#### [Free-text object descriptions]

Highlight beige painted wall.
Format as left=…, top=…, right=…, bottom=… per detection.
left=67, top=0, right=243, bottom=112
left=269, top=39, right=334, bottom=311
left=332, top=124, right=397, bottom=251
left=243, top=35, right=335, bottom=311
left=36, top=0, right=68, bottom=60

#### [Task goal]
What is needed is an exact copy of all the entries.

#### [Expected answer]
Highlight beige painted wall.
Format as left=…, top=…, right=…, bottom=… per detection.
left=67, top=0, right=243, bottom=112
left=269, top=39, right=334, bottom=311
left=332, top=124, right=397, bottom=251
left=243, top=35, right=335, bottom=311
left=36, top=0, right=68, bottom=60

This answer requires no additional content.